(Stated exercise) Please find each line in the listing below that contains the word "black", and copy those lines.

(Dataset records about object locations)
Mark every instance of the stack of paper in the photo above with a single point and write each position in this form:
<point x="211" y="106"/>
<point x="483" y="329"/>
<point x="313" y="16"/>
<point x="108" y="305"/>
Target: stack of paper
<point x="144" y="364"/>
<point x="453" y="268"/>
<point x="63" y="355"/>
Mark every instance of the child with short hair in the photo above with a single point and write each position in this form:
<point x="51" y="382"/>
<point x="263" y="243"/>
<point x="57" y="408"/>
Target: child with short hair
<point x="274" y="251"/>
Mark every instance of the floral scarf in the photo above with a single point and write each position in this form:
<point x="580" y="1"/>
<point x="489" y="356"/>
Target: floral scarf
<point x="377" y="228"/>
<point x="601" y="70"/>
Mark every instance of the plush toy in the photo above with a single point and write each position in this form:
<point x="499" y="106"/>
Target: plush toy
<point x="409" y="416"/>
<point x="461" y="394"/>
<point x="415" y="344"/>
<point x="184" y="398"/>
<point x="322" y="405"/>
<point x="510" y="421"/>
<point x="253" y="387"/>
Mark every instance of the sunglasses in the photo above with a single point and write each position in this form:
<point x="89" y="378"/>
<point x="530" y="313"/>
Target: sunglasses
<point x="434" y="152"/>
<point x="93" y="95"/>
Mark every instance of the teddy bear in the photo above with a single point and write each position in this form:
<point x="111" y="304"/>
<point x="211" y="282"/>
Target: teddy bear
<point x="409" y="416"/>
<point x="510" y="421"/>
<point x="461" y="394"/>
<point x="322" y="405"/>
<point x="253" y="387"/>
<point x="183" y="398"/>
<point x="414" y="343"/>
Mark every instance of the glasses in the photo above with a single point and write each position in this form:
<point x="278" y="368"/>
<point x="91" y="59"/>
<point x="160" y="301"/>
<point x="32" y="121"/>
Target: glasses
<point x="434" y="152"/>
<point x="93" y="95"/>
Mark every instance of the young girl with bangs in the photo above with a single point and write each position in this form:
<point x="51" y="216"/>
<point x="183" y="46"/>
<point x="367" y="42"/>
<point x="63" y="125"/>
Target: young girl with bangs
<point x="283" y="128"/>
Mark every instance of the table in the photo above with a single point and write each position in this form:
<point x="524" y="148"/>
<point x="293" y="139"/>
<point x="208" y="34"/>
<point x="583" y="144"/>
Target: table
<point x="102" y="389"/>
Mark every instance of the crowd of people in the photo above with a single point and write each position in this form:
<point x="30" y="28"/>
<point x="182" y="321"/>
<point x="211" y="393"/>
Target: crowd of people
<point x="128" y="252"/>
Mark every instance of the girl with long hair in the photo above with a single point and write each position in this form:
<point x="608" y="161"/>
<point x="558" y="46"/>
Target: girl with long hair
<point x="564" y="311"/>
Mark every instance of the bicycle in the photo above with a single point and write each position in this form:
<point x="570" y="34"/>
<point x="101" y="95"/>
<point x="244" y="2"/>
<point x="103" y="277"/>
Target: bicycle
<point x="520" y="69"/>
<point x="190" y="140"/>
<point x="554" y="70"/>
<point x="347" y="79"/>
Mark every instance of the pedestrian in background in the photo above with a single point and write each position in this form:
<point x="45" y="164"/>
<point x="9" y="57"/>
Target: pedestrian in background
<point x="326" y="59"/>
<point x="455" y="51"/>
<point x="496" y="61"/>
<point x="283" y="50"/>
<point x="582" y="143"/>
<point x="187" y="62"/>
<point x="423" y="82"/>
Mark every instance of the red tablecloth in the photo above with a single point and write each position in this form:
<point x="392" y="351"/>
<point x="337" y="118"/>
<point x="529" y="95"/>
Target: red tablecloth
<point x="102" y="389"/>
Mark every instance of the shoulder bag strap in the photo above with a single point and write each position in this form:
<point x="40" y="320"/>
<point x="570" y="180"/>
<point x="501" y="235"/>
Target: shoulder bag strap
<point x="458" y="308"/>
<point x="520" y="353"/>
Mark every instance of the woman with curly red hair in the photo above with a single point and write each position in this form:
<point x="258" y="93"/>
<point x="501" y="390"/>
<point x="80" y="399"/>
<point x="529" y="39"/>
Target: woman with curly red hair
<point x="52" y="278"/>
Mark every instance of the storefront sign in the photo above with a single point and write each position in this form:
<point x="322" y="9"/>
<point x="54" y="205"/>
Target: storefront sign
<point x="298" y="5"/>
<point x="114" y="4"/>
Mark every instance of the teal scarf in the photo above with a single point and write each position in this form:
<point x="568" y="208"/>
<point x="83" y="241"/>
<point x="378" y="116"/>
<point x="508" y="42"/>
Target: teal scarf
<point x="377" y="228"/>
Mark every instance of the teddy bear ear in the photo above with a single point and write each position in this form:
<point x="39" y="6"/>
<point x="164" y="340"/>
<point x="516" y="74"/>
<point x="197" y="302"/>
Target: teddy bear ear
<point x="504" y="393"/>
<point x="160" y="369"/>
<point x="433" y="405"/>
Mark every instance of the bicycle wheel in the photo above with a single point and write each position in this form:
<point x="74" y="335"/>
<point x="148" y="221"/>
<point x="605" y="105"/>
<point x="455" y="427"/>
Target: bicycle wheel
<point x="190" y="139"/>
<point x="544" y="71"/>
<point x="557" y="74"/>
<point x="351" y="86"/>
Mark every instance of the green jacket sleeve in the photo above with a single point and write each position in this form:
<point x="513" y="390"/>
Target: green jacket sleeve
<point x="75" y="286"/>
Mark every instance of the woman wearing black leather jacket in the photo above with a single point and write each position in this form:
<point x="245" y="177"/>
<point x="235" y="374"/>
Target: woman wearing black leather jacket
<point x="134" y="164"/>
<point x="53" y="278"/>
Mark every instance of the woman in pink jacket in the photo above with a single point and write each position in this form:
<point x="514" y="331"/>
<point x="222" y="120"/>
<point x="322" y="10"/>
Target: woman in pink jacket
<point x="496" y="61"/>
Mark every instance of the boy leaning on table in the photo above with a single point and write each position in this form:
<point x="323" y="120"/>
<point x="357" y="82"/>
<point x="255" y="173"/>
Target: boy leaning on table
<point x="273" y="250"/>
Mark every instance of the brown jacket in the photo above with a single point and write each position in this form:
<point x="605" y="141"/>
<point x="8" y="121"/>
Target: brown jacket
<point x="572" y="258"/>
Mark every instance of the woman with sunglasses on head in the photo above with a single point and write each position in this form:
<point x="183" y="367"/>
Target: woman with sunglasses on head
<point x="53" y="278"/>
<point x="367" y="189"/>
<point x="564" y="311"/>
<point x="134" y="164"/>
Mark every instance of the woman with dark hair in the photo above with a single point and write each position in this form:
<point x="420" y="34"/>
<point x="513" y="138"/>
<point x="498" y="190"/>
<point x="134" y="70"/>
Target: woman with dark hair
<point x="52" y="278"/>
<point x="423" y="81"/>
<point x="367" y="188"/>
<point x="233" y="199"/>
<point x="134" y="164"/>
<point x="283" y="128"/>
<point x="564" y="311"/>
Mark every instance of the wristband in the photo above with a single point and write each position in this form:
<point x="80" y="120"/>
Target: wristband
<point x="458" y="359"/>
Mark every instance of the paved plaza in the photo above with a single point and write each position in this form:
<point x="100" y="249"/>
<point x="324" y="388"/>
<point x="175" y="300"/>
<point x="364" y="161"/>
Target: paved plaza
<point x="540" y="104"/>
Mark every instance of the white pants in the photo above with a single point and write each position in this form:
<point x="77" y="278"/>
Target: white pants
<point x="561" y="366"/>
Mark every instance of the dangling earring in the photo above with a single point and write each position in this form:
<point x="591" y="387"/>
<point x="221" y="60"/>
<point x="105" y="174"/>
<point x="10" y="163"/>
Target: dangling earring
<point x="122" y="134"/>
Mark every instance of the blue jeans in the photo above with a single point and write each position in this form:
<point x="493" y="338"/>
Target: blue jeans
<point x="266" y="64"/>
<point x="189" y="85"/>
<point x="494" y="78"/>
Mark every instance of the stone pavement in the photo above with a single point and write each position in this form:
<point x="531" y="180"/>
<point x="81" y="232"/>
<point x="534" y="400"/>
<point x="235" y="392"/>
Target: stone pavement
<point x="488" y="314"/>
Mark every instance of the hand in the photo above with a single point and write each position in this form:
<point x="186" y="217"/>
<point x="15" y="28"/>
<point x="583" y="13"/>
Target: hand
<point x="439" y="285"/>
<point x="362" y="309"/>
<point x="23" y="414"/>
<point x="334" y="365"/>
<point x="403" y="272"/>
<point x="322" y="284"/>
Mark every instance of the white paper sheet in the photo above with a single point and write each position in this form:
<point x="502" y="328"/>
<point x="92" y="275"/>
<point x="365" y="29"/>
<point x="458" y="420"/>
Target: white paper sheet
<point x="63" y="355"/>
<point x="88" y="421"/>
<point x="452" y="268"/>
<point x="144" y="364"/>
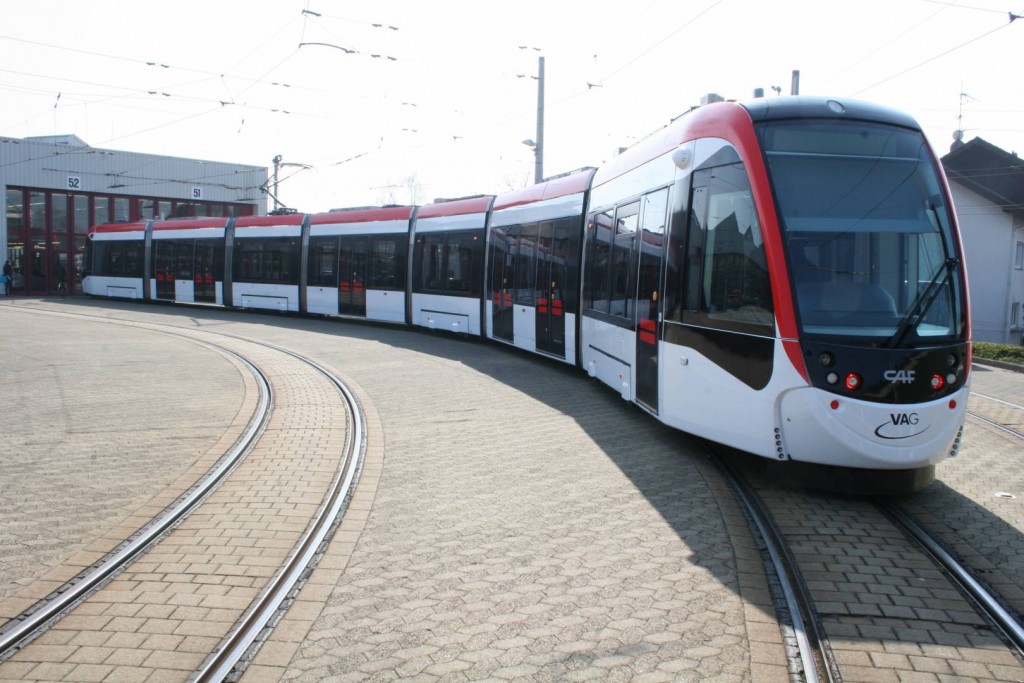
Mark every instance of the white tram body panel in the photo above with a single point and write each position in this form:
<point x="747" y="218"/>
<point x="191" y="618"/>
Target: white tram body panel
<point x="607" y="355"/>
<point x="119" y="288"/>
<point x="114" y="286"/>
<point x="382" y="305"/>
<point x="184" y="289"/>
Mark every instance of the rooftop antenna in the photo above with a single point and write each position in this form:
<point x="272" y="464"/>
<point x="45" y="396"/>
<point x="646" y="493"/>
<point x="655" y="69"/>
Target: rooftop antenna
<point x="958" y="133"/>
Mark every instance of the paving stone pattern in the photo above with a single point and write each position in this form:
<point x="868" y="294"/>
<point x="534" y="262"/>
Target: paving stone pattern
<point x="976" y="507"/>
<point x="95" y="425"/>
<point x="527" y="525"/>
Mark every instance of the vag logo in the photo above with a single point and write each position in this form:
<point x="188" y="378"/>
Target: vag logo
<point x="900" y="425"/>
<point x="899" y="376"/>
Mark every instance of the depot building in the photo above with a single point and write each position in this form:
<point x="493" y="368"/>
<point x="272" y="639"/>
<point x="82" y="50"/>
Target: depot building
<point x="56" y="187"/>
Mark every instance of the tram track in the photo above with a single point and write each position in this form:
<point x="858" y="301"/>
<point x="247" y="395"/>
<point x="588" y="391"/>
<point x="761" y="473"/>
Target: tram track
<point x="809" y="611"/>
<point x="984" y="600"/>
<point x="243" y="640"/>
<point x="995" y="417"/>
<point x="22" y="630"/>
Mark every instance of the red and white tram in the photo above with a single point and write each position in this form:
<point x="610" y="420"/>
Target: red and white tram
<point x="783" y="276"/>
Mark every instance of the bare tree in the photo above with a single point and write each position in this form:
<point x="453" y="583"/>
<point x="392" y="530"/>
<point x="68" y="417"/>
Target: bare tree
<point x="413" y="187"/>
<point x="409" y="188"/>
<point x="518" y="180"/>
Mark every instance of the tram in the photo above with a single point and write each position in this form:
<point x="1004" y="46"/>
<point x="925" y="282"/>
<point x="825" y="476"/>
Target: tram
<point x="783" y="276"/>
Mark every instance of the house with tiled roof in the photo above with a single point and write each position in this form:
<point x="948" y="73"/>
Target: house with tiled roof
<point x="987" y="185"/>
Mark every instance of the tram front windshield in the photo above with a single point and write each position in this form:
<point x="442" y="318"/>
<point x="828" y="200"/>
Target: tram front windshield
<point x="867" y="231"/>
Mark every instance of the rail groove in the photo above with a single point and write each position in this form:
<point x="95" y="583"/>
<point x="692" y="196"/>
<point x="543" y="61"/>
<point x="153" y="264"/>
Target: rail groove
<point x="817" y="663"/>
<point x="238" y="646"/>
<point x="986" y="602"/>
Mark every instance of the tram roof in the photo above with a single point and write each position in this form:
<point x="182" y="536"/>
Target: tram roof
<point x="560" y="186"/>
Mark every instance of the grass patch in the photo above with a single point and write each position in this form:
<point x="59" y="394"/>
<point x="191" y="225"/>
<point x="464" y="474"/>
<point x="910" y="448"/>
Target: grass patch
<point x="1005" y="352"/>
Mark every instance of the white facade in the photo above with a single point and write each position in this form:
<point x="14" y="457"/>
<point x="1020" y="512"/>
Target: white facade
<point x="992" y="241"/>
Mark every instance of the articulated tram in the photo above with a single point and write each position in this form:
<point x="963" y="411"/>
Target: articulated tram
<point x="783" y="276"/>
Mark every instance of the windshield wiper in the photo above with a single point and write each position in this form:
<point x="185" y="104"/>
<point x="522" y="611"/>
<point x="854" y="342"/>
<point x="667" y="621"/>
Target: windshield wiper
<point x="924" y="302"/>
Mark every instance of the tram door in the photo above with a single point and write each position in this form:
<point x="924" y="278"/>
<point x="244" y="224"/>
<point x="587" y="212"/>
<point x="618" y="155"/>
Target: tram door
<point x="163" y="267"/>
<point x="203" y="272"/>
<point x="352" y="276"/>
<point x="551" y="283"/>
<point x="648" y="306"/>
<point x="501" y="284"/>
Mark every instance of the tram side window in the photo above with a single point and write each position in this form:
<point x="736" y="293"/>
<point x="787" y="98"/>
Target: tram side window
<point x="450" y="262"/>
<point x="623" y="264"/>
<point x="183" y="259"/>
<point x="270" y="260"/>
<point x="386" y="266"/>
<point x="324" y="261"/>
<point x="118" y="259"/>
<point x="611" y="263"/>
<point x="727" y="270"/>
<point x="599" y="232"/>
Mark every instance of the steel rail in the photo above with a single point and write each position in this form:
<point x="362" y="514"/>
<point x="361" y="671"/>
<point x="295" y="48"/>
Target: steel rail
<point x="995" y="425"/>
<point x="231" y="651"/>
<point x="985" y="601"/>
<point x="809" y="635"/>
<point x="18" y="631"/>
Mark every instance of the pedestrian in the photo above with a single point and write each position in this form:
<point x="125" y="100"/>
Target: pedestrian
<point x="61" y="273"/>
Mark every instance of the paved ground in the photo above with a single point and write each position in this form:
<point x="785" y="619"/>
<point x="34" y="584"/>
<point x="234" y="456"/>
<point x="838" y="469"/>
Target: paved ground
<point x="95" y="424"/>
<point x="514" y="521"/>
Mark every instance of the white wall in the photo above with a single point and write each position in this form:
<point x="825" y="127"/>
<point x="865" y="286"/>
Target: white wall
<point x="988" y="247"/>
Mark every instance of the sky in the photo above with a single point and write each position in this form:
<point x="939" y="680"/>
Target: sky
<point x="374" y="101"/>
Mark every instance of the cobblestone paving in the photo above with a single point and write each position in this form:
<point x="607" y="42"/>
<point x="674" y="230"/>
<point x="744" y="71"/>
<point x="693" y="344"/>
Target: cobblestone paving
<point x="161" y="617"/>
<point x="977" y="504"/>
<point x="528" y="525"/>
<point x="92" y="429"/>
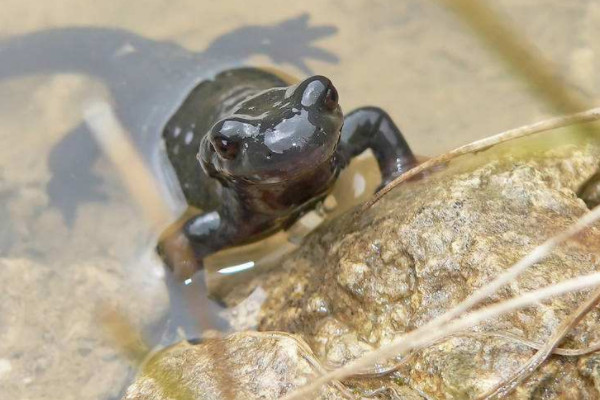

(The reply)
Mark every instance of the woman wearing black leather jacket in the photo above with a single point and write each position in this form:
Target: woman wearing black leather jacket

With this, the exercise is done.